● DATA SHOWN
<<<<

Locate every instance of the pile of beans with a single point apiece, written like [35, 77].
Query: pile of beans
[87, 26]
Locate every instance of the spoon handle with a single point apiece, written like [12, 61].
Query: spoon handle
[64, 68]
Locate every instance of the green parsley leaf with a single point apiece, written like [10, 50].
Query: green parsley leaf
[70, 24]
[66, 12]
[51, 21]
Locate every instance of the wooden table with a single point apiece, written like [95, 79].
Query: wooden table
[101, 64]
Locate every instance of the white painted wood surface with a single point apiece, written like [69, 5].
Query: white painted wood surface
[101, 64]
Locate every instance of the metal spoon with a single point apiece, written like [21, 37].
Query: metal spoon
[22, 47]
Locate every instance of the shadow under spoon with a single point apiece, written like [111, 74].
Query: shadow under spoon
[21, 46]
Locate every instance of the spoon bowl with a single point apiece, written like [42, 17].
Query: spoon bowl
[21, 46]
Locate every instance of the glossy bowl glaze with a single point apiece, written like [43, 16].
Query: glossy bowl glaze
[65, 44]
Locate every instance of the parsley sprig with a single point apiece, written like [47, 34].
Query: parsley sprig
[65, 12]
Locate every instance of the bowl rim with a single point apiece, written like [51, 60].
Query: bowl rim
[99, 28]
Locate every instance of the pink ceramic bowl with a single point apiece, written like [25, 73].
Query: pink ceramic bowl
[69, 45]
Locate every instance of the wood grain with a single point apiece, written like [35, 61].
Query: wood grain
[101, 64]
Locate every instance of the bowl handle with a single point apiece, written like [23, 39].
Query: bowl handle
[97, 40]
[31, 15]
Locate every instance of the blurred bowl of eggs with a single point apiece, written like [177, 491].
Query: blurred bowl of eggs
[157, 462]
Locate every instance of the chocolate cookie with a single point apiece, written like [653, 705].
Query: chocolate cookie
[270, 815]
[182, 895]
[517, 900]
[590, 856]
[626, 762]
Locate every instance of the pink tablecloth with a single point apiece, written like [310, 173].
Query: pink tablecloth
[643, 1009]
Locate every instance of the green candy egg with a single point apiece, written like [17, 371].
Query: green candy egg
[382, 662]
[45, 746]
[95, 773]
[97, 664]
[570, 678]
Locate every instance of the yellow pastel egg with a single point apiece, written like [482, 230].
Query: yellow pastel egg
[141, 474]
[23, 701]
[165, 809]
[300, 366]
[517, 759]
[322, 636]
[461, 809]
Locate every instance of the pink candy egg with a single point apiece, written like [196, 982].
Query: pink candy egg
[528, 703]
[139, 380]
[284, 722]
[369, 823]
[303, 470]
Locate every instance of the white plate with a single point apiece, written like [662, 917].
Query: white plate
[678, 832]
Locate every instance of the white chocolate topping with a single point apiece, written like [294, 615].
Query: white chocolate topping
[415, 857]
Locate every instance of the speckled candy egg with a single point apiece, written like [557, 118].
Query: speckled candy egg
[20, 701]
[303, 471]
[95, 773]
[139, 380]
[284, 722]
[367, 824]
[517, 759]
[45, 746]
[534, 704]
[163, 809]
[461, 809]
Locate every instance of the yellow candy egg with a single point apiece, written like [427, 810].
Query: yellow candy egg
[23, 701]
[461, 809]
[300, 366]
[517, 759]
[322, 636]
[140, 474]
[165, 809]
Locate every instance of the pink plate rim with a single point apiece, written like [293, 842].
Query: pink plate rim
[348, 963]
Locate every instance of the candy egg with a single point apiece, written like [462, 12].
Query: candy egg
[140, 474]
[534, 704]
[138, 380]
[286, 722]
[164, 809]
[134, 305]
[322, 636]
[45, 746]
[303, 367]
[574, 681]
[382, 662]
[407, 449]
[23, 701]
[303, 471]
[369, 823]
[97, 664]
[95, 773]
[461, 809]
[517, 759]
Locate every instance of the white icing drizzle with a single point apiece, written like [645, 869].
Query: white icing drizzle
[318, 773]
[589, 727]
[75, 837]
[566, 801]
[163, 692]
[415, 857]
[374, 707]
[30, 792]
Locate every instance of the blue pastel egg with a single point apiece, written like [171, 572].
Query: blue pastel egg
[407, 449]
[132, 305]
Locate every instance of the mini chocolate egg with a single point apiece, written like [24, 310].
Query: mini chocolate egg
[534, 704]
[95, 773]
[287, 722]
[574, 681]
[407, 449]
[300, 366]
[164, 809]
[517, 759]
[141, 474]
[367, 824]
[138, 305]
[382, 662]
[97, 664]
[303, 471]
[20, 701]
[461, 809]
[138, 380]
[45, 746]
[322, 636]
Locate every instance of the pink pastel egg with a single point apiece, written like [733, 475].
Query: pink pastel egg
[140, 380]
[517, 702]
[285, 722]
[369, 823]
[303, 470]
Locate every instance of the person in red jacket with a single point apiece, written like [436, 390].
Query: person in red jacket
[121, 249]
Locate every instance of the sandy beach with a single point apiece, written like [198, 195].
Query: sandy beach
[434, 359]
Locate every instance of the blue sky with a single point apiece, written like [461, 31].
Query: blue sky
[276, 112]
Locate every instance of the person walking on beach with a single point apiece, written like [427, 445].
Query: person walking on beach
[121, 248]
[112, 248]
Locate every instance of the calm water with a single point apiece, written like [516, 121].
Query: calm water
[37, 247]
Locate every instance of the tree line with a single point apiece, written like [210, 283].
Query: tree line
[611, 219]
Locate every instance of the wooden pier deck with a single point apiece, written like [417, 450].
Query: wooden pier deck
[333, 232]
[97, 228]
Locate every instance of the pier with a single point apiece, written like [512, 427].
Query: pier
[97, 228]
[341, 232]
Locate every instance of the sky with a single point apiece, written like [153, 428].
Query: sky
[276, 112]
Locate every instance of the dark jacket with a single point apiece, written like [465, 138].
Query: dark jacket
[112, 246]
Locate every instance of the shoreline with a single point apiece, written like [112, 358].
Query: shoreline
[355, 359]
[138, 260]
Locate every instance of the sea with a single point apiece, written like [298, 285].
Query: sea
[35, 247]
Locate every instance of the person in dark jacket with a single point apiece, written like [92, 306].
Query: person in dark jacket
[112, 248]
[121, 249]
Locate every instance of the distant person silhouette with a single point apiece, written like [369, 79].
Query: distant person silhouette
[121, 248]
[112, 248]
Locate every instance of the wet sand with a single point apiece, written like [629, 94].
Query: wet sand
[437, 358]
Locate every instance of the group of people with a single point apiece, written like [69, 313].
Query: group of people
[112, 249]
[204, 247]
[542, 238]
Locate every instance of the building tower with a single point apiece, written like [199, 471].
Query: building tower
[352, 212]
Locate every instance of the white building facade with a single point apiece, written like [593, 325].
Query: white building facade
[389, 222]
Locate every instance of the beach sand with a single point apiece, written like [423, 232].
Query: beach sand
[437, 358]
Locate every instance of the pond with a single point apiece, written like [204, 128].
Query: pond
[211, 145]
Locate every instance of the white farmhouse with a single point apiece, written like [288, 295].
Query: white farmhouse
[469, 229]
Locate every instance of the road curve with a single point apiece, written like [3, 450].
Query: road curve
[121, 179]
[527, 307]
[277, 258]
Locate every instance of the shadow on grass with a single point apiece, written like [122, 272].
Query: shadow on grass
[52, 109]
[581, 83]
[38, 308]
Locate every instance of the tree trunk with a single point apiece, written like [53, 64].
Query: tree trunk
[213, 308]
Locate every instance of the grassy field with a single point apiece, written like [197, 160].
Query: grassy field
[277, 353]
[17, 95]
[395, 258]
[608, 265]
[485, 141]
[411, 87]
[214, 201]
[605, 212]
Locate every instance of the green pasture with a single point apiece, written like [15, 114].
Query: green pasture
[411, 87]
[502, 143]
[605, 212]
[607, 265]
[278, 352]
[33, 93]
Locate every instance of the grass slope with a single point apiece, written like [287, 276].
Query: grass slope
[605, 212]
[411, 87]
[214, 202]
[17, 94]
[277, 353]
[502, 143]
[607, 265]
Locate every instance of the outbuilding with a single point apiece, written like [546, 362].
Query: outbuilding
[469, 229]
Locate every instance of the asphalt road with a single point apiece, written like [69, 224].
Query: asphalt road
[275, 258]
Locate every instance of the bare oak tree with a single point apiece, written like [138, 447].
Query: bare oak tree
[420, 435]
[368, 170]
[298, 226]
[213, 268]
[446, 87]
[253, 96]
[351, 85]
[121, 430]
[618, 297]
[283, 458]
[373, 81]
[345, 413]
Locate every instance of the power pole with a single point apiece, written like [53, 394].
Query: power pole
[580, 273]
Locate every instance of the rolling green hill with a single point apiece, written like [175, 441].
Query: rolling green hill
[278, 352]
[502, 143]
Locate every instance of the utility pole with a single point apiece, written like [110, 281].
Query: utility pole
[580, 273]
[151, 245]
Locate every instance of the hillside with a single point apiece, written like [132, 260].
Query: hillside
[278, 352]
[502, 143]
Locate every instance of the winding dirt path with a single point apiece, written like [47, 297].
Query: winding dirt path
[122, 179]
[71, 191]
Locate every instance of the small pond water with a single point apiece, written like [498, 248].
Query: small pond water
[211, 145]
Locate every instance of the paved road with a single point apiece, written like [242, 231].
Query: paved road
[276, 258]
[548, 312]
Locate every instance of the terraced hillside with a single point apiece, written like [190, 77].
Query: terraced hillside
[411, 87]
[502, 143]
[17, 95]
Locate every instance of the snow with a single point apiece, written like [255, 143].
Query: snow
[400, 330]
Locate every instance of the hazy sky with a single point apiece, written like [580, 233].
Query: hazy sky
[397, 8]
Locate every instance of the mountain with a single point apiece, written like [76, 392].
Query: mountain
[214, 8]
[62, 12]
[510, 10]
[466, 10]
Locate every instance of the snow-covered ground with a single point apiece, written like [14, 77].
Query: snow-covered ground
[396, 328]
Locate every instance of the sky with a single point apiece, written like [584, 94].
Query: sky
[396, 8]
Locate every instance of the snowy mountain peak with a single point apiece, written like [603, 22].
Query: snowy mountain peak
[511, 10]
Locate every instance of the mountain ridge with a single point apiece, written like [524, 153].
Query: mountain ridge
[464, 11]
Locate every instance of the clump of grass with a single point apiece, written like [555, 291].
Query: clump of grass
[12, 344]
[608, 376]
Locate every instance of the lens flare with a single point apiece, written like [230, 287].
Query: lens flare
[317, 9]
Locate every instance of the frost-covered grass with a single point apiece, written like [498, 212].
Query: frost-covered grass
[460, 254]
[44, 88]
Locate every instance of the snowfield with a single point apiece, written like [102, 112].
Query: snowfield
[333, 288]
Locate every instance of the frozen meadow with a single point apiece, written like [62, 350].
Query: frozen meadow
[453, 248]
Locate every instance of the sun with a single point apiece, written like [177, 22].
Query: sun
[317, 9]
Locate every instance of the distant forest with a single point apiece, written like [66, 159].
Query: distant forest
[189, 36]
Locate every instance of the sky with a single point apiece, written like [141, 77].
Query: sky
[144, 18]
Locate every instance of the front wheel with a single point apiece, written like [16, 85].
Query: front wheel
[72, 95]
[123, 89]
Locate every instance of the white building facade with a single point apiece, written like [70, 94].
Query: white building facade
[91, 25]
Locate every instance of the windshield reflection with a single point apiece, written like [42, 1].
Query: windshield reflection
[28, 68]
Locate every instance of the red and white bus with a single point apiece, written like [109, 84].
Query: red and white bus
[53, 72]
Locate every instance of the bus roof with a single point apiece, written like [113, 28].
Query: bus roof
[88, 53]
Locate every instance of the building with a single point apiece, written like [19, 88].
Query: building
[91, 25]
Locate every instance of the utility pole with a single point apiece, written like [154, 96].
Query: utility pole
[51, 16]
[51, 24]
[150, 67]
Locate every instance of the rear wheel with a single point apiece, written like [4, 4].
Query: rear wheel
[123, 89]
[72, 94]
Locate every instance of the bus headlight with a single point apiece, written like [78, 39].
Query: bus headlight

>>>>

Write out the lines above, starting at the line that contains "Locate every instance of the building with" and ending with the final line, and nothing else; copy them exactly.

● RESULT OF THIS EXERCISE
Locate every instance of the building with a single point apiece, written like [19, 88].
Query: building
[91, 25]
Locate every instance of the utility pole with a single point apiece, written like [154, 96].
Query: utility pole
[51, 16]
[51, 24]
[150, 67]
Locate every instance of the rear wheel with a single point apiece, written like [4, 4].
Query: rear wheel
[123, 89]
[72, 94]
Locate every instance of the bus headlight with a single point apiece, written like [78, 39].
Query: bus headlight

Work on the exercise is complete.